The answer is a single figure: how many lines below contain the word "boulder".

*** RECORDS SHOWN Section Begins ***

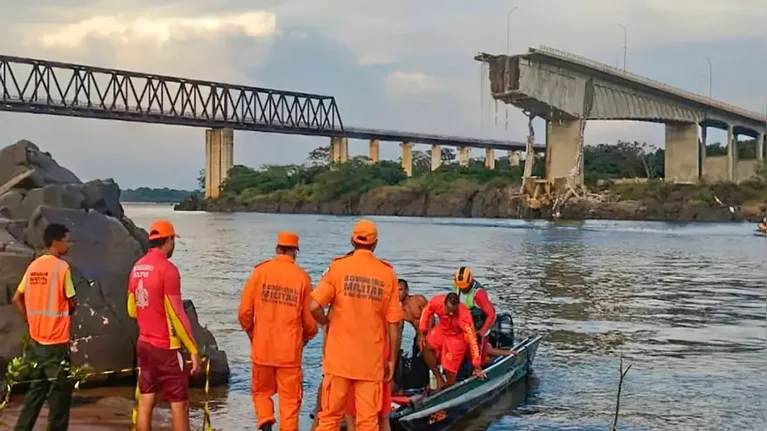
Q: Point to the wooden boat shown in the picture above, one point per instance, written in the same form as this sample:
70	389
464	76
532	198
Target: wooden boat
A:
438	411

*** RECORDS SHOWN Section Ends ***
*** RECORDS SHOWN Section Begins ***

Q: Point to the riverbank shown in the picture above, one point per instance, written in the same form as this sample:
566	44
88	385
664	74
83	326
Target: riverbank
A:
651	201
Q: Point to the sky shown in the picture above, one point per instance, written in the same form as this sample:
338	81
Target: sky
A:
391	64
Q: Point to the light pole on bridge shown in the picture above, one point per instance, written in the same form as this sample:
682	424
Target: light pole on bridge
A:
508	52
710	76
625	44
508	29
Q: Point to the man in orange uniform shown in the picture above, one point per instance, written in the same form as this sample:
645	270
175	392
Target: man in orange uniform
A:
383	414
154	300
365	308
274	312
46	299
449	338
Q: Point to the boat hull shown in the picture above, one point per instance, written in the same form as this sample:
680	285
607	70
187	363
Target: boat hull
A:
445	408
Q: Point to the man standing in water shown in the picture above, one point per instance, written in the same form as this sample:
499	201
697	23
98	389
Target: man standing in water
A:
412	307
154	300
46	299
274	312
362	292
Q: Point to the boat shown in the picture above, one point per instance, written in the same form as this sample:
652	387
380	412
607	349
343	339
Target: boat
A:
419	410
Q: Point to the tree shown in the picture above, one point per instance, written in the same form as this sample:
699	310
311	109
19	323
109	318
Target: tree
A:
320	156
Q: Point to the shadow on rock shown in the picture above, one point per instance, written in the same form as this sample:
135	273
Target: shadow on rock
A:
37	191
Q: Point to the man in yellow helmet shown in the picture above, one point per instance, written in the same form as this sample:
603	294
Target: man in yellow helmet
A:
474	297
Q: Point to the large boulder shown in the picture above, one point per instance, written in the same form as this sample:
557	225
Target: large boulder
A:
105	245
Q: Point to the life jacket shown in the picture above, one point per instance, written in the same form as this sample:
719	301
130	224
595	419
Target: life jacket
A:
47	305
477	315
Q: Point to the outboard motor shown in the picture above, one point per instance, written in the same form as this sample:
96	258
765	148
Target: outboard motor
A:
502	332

*** RECORDS SHOWN Section Ends ***

SOLUTION TO THIS PROBLEM: 2